# WHAT TO DO:
Print, exactly and completely, every entry in the data.

[Region pointing data]
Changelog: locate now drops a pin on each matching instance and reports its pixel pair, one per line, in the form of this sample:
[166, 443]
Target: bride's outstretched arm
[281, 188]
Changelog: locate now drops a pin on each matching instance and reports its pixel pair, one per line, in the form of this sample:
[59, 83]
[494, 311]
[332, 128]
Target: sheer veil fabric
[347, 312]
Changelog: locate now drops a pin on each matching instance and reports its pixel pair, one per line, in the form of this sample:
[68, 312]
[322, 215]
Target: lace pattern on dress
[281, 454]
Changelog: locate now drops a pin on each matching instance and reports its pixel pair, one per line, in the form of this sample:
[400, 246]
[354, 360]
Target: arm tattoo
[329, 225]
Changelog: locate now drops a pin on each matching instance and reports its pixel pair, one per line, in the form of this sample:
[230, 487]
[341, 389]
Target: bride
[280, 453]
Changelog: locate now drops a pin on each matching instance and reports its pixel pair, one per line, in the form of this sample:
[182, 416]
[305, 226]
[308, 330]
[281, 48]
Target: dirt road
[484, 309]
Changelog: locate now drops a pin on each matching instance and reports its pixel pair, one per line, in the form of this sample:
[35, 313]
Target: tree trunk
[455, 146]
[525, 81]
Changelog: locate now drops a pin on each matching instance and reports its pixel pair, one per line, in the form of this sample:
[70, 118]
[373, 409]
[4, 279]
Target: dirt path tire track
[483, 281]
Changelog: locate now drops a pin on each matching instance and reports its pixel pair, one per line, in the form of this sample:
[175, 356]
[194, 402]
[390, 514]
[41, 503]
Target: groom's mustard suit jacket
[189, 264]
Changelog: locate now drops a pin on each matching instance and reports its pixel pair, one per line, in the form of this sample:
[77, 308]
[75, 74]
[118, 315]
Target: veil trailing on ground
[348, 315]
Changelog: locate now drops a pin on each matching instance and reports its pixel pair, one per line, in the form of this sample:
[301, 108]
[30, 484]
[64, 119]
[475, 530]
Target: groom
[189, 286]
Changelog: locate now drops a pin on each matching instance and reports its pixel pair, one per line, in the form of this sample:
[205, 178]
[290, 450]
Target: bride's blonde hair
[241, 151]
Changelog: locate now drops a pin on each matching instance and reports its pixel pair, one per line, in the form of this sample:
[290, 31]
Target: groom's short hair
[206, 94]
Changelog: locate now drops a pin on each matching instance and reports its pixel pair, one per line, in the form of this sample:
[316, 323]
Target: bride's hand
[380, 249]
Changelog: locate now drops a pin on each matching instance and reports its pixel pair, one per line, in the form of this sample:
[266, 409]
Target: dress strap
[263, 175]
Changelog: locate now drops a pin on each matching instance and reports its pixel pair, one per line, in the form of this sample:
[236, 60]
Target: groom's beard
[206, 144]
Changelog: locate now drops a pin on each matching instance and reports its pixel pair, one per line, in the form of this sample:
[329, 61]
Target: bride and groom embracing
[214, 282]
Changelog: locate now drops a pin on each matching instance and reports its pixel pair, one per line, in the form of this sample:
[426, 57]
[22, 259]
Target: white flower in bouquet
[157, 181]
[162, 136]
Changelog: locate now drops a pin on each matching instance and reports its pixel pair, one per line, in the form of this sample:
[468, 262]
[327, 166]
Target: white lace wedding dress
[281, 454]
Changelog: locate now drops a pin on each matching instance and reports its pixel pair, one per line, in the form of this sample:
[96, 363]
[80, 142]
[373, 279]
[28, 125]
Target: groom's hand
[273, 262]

# ANSWER SECTION:
Changelog: locate now drops a pin on each matching instance and reports its pixel pair, one per line, in the form of this sample:
[166, 443]
Target: bride's outstretched arm
[281, 188]
Changelog: locate now drops a pin on each matching instance and reports its pixel pair, one per line, in the form of this sample:
[59, 83]
[494, 311]
[332, 128]
Target: sheer veil fabric
[347, 312]
Changelog: locate now drops a pin on each matching instance and reports its pixel pair, one per line, in the form of this sample:
[68, 312]
[322, 215]
Target: lace pattern on dress
[281, 454]
Changelog: locate now drops a pin on each matching instance and reports its pixel pair, one per line, in the form of this sample:
[400, 246]
[354, 360]
Target: arm tattoo
[329, 225]
Changelog: locate now drops a pin on each matching instance and reports its pixel pair, one per line, in the form of this sample:
[230, 487]
[341, 389]
Target: bride
[280, 453]
Changelog: locate now drops a pin on each matching instance and reports its pixel pair, one per line, in the form of this sample:
[182, 416]
[305, 226]
[308, 330]
[281, 48]
Target: dirt road
[484, 309]
Changelog: locate now drops a pin on each matching instance and reports its pixel pair, one per line, in the form of this sample:
[35, 313]
Target: tree trunk
[455, 146]
[525, 81]
Changelog: locate now drops a pin on each matching instance and reports its pixel pair, one per line, in the form of this sample:
[70, 118]
[373, 409]
[4, 279]
Target: dirt path tire track
[483, 281]
Changelog: locate now drops a pin on each matching instance and reports its pixel pair, one per line, in the form of this sample:
[175, 356]
[194, 402]
[390, 514]
[41, 503]
Target: groom's mustard suit jacket
[189, 264]
Changelog: locate now drops a pin on each matching instance and reports its pixel pair, one per line, in the form of this sample:
[77, 308]
[75, 74]
[118, 315]
Target: veil trailing on ground
[348, 315]
Changelog: locate now drops a pin on each matching instance and reports its pixel pair, one per line, in the form of this sample:
[301, 108]
[30, 484]
[64, 119]
[475, 530]
Target: groom
[189, 286]
Changelog: locate now drops a pin on each matching instance and reports its pixel pair, one per line, in the form of this sample:
[205, 178]
[290, 450]
Target: bride's blonde hair
[241, 151]
Changelog: locate now drops a pin on each matching instance and reports its pixel pair, one per line, in the form of this sample:
[290, 31]
Target: groom's short hair
[206, 94]
Changelog: locate now drops a pin on each matching instance and reports its pixel pair, one per line, in the form of this sample:
[316, 323]
Target: bride's hand
[380, 249]
Changelog: locate now drops a pin on each matching instance and reports its pixel pair, one per line, in the form of this sample:
[266, 409]
Target: dress strap
[263, 175]
Changelog: locate now drops a pin on each matching instance and reports its pixel pair, one per line, in the form of this sample:
[236, 60]
Target: groom's beard
[206, 144]
Changelog: locate now drops a pin on each matching instance and reports its pixel pair, one per line, in the form of this sample:
[329, 61]
Target: bride and groom embracing
[214, 282]
Changelog: locate now drops a pin on each matching instance and reports its pixel pair, one per line, in the form of this sample:
[426, 57]
[22, 259]
Target: white flower in bouquet
[157, 181]
[162, 136]
Changelog: locate now drops a pin on each matching instance and reports its pixel pair, one per line, in the form of this sample:
[468, 262]
[327, 166]
Target: white lace wedding dress
[281, 454]
Changelog: locate now drops a pin on each matching instance and reports its pixel pair, one per line, in the form of this sample:
[96, 363]
[80, 142]
[373, 279]
[28, 125]
Target: groom's hand
[273, 262]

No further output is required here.